• **Selected text**:

========================================================================

On Behalf of | Jun 24, 2011 | Child Support

It has been established since the landmark case of Gideon v. Wainwright in 1963 that criminal defendants facing the possibility of going to jail must be provided with an attorney if they cannot afford one. Earlier this week, the U.S. Supreme Court had to decide whether the Constitution requires the same protection for civil defendants in contempt hearings for failure to pay child support.

Failure to pay child support carries the possibility of going to jail for contempt of court. For that reason contempt cases have the same threat to an individual’s liberty that was found in Gideon. However, the Supreme Court was not convinced that the same right to counsel applies in child support collection cases.

Pittsburgh child support attorneys point out that while child support collection cases do involve the threat of jail, they are civil cases and not criminal cases. The Supreme Court found that this distinction was crucial to the determination of whether there is a right to counsel for child support collection defendants.

========================================================================

• **Collected data**:
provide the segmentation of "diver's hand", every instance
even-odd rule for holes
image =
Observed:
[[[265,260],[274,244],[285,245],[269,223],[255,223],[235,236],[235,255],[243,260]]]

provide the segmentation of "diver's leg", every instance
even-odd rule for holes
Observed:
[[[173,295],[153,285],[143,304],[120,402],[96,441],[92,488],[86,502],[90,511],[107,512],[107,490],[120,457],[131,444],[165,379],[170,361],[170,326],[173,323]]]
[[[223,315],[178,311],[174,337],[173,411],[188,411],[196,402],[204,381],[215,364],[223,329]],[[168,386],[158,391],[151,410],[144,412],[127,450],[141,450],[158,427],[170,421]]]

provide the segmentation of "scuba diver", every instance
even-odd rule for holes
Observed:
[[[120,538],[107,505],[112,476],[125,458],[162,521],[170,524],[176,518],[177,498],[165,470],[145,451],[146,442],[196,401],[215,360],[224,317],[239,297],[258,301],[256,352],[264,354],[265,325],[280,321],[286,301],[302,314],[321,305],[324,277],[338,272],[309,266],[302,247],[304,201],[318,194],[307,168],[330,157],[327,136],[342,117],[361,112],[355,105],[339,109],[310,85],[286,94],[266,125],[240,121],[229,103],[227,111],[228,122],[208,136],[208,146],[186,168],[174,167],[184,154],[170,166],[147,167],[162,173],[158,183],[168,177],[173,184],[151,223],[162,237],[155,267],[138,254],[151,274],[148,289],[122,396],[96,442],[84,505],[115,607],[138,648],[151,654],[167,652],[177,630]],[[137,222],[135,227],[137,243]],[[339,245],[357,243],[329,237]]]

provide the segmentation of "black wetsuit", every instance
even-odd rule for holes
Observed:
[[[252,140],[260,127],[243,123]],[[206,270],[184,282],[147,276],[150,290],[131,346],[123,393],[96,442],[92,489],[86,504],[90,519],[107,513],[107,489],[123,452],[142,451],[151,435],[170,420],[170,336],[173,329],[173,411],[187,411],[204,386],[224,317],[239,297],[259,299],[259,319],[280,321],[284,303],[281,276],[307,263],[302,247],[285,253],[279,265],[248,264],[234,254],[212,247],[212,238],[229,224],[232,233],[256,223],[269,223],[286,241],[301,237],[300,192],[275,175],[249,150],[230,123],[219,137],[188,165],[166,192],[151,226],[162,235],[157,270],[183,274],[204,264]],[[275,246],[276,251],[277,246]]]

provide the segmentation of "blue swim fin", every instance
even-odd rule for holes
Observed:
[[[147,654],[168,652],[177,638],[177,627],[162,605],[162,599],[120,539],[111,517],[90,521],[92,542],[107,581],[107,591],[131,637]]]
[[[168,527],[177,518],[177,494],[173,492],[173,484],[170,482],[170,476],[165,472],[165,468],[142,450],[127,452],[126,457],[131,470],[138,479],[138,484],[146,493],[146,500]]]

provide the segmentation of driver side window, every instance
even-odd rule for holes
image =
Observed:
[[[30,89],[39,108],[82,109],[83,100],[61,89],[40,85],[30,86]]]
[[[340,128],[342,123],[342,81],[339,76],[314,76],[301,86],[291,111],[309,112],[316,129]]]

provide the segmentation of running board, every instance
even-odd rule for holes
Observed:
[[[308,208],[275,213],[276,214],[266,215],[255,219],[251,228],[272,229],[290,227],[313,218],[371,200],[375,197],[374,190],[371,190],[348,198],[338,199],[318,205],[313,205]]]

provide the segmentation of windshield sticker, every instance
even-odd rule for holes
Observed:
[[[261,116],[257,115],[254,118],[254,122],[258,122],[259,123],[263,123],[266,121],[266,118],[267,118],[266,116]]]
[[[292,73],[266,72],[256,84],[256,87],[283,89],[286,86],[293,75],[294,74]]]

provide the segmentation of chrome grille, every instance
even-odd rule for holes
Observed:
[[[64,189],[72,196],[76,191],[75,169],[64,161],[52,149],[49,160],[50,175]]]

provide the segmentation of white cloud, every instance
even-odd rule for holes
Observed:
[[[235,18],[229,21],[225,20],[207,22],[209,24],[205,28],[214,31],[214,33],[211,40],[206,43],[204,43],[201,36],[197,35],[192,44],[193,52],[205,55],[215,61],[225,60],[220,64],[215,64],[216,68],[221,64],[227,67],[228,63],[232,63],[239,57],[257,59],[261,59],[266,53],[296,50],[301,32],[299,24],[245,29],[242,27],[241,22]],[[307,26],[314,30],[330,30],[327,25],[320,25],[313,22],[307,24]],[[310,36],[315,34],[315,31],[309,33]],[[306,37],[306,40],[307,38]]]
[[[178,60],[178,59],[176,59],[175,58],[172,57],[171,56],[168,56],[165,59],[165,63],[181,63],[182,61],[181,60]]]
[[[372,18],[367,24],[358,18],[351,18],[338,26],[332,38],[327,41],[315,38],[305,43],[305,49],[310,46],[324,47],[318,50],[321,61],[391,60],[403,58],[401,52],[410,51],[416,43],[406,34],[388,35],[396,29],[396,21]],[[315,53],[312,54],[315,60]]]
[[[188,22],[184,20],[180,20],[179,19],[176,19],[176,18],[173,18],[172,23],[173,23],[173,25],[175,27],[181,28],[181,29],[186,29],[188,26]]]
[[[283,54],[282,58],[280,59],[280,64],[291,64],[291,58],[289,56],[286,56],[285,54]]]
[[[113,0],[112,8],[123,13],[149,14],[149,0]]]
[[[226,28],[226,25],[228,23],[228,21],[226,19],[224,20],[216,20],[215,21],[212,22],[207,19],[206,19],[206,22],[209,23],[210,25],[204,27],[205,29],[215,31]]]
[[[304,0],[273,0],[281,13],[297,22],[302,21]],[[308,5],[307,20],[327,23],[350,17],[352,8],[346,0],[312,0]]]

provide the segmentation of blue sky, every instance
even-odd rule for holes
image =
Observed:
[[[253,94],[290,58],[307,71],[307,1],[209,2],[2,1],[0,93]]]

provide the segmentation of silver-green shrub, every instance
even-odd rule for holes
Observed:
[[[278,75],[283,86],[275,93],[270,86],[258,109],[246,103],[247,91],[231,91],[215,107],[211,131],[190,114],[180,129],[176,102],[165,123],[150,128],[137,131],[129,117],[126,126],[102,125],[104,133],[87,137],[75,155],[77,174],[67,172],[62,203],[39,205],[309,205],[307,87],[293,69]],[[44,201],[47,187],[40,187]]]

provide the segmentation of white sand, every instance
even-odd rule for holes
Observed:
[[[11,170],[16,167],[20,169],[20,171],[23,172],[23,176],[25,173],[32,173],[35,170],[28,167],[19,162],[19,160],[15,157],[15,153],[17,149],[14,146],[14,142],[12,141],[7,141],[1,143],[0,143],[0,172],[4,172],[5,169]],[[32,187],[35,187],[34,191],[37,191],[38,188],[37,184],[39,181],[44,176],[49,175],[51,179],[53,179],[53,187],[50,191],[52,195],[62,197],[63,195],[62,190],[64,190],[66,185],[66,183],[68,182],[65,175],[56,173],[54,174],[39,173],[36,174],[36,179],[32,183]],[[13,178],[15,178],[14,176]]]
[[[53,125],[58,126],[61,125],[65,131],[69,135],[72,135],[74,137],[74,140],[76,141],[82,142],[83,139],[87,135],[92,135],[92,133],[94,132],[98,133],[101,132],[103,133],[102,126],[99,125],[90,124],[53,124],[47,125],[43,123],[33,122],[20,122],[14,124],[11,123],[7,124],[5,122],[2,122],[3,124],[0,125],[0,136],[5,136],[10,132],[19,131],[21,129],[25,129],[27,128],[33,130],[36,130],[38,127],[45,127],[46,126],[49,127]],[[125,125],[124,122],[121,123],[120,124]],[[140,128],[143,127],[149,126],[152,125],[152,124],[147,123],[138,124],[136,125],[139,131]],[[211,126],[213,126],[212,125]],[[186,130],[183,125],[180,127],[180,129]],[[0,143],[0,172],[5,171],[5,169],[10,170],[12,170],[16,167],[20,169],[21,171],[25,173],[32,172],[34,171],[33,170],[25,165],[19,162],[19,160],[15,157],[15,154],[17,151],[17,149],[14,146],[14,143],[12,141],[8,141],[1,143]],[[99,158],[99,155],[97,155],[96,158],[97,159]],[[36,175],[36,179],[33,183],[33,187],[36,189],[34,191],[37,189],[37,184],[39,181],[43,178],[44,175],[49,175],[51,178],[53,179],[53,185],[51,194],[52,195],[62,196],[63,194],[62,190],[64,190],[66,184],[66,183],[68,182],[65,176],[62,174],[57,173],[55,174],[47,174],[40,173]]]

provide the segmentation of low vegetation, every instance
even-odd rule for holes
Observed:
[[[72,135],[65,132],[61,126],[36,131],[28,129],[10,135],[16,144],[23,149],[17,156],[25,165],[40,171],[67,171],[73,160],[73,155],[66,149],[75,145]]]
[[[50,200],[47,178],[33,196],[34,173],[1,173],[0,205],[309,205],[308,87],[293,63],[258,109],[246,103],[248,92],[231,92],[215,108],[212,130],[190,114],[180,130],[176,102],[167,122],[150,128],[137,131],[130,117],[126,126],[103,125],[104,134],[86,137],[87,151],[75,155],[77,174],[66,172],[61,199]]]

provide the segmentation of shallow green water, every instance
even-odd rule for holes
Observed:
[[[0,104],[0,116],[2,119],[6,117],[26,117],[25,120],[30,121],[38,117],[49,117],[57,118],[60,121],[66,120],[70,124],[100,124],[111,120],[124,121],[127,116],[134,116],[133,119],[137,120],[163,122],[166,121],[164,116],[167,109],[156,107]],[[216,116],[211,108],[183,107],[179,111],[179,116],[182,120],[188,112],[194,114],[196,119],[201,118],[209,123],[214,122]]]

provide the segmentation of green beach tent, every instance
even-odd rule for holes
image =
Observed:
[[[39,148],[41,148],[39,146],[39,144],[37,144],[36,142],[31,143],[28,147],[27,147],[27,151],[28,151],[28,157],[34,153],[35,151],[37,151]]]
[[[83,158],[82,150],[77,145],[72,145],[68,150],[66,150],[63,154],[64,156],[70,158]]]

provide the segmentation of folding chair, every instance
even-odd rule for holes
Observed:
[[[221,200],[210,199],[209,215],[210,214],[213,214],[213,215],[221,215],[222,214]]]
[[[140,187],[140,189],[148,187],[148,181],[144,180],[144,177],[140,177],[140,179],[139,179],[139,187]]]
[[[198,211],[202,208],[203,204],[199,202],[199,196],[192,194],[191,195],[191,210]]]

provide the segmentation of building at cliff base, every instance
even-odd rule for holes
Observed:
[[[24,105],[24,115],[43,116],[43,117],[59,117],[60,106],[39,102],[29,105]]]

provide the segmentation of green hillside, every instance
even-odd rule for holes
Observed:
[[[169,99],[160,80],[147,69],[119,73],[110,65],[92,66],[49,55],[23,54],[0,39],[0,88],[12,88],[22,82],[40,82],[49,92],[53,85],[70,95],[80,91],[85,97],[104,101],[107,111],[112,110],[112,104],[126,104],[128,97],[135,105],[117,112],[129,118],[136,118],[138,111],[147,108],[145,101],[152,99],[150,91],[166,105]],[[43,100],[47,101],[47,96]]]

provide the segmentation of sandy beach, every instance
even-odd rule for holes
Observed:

========================================================================

According to the child support article, which landmark case established that criminal defendants facing possible jail time must be given an attorney if they cannot afford one?

Gideon v. Wainwright, decided in 1963.